• _To do_
The response should be the lines of the data, starting at the first and ending at the one that contains "Where can the watering", copied without change.

[Records from a collection]
◇ ◇ ◇ ◇ ◇

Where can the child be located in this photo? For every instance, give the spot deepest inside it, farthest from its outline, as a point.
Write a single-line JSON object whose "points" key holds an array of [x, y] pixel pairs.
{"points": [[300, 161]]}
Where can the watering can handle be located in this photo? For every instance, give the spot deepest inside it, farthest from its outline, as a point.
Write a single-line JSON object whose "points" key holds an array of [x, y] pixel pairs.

◇ ◇ ◇ ◇ ◇

• _Reply_
Where can the child be located in this photo? For every instance, give the spot deepest inside it, farthest from its outline, as a point.
Write a single-line JSON object whose "points" key holds an array of [x, y] pixel pairs.
{"points": [[300, 161]]}
Where can the watering can handle be located in this photo? For every instance, give the spot deepest inside it, farthest from its outline, as a point.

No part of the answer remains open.